_TRAVAIL DEMANDÉ_
A. Recopiez le passage de l'extrait ci-dessous qui va de "En 2014, Elliot" à "rapporte Elliot Rakotomanana.".
B. Résumez en deux phrases l'extrait ci-dessous sur le parcours d'Elliot Rakotomanana.

==== EXTRAIT SOURCE ====

Il suit une formation, en tant qu’étudiant chercheur, au sein de l’Université d’Hiroshima. Pour cela, il prend des cours intensifs de japonais. Il travaille ensuite avec l’Agence Japonaise de Coopération Internationale (JICA). Lors de ces différentes expériences, il aime « l’approche de santé publique », la réalisation d’enquêtes de terrain et le travail avec des équipes étrangères. « C’est dangereux de rester isolé », estime celui qui apprécie aujourd’hui de faire partie du Réseau International des Instituts Pasteur.
En 2014, Elliot Rakotomanana commence à travailler pour l’Institut Pasteur de Madagascar au sein de l’Unité d’Epidémiologie et de recherche clinique. Il est alors coordinateur national d’une étude socio-anthropologique sur l’identification des déterminants socioculturels du retard de croissance. Une étape essentielle : « étudier la problématique de la nutrition dans une des plus importantes institution de recherche malgache m’a vraiment permis d’avancer dans mon apprentissage », rapporte Elliot Rakotomanana.

==== DONNÉES FOURNIES ====

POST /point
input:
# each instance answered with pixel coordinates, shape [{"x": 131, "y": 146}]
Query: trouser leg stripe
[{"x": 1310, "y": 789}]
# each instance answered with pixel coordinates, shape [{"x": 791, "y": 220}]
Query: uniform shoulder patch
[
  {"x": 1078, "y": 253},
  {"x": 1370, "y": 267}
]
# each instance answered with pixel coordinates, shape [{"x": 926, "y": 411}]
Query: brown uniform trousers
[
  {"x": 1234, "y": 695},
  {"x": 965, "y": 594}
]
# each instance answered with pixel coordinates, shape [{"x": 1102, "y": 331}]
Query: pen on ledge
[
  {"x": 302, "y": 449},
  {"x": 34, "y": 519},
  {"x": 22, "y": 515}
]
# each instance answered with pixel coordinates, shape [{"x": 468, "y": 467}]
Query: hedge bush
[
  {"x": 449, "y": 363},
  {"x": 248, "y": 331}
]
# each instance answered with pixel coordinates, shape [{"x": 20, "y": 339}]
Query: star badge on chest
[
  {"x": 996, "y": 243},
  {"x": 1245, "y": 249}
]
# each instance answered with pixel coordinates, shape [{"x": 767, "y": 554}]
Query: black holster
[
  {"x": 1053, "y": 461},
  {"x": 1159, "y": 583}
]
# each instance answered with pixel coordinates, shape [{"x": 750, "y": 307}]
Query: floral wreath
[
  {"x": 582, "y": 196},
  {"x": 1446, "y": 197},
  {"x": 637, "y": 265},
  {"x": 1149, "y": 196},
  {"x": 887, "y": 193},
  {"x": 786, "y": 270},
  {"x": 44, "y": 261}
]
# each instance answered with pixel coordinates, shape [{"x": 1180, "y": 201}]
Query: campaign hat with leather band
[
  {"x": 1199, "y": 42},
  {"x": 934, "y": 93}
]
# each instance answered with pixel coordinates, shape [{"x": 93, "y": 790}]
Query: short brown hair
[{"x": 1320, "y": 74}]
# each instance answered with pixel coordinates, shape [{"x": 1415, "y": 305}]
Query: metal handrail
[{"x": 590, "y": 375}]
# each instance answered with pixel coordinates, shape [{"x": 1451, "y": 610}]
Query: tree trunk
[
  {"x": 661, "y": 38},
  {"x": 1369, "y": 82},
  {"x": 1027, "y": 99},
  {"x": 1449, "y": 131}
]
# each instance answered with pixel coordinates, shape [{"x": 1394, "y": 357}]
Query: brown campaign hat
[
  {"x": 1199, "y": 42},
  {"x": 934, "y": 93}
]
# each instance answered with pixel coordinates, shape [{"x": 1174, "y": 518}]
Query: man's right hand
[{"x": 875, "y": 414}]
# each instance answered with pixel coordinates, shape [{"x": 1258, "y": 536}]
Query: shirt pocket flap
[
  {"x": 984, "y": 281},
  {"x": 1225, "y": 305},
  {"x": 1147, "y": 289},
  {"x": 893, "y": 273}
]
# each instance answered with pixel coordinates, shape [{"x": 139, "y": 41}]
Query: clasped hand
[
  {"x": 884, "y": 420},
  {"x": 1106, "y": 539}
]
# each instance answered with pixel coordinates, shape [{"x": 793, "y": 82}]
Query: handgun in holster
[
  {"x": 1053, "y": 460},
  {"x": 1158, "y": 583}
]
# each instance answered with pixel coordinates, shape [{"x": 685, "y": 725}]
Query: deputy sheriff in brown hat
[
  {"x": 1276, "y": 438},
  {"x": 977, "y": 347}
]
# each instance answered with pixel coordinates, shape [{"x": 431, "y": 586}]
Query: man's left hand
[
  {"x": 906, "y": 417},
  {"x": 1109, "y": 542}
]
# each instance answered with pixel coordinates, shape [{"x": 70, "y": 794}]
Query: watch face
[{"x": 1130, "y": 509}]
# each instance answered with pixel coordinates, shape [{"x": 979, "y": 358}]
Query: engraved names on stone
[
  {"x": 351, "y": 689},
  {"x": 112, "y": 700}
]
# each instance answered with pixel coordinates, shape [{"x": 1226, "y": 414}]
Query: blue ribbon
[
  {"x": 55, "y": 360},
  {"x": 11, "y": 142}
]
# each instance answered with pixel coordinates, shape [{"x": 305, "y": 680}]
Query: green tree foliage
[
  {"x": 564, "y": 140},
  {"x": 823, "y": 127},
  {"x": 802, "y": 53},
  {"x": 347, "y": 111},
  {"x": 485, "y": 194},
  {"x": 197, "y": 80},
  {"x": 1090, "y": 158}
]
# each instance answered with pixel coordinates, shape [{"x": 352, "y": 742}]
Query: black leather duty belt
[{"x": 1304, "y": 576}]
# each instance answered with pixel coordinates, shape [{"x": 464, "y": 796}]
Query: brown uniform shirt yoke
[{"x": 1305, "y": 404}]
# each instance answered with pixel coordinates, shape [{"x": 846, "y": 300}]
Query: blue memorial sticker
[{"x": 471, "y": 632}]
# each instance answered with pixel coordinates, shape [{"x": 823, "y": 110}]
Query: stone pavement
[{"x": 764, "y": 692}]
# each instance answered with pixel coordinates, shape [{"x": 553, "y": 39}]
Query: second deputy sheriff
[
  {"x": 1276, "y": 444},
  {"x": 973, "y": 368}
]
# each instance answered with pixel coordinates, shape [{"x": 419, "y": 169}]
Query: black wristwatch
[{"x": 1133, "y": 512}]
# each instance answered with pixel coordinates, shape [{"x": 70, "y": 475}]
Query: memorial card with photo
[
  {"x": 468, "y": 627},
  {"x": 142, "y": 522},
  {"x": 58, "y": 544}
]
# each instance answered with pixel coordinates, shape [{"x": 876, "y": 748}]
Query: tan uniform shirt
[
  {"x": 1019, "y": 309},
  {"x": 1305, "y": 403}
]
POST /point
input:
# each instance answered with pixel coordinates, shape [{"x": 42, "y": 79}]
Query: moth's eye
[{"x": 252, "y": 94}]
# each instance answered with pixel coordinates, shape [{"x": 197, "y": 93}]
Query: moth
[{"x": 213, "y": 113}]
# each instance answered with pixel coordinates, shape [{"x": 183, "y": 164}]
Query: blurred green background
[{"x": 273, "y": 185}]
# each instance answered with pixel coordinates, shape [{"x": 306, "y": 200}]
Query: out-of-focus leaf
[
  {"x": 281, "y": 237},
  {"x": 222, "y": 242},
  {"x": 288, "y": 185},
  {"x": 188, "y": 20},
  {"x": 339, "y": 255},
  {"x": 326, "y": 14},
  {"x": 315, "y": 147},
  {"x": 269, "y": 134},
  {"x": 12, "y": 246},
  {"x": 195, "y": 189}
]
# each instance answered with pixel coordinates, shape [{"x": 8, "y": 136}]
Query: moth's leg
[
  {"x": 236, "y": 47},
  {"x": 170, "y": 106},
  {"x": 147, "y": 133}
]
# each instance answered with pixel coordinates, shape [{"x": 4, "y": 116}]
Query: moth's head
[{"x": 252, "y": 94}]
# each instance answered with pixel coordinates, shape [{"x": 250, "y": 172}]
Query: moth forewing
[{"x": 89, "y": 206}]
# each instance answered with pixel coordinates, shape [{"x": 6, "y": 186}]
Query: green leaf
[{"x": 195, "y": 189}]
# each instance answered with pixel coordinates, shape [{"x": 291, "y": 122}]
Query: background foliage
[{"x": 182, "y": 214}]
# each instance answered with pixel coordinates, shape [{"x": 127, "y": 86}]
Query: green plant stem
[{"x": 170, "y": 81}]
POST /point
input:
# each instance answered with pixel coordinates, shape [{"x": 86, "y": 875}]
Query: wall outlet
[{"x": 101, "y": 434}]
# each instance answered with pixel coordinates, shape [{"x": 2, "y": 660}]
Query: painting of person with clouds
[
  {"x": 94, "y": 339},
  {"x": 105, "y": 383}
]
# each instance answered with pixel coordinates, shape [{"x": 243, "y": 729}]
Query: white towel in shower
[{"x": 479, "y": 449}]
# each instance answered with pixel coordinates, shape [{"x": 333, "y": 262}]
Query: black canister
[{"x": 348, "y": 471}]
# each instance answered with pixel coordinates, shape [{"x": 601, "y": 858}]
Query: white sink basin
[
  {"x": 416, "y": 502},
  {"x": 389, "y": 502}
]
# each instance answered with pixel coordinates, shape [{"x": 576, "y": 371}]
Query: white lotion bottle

====

_RÉPONSES ATTENDUES_
A.
En 2014, Elliot Rakotomanana commence à travailler pour l’Institut Pasteur de Madagascar au sein de l’Unité d’Epidémiologie et de recherche clinique. Il est alors coordinateur national d’une étude socio-anthropologique sur l’identification des déterminants socioculturels du retard de croissance. Une étape essentielle : « étudier la problématique de la nutrition dans une des plus importantes institution de recherche malgache m’a vraiment permis d’avancer dans mon apprentissage », rapporte Elliot Rakotomanana.

B. Formé comme étudiant chercheur à l'Université d'Hiroshima après des cours intensifs de japonais, puis passé par l'Agence Japonaise de Coopération Internationale (JICA), il y a apprécié l'approche de santé publique, les enquêtes de terrain et le travail avec des équipes étrangères. En 2014, Elliot Rakotomanana rejoint l'Unité d'Epidémiologie et de recherche clinique de l'Institut Pasteur de Madagascar, où il coordonne à l'échelle nationale une étude socio-anthropologique sur les déterminants socioculturels du retard de croissance, une étape qu'il juge essentielle dans son apprentissage.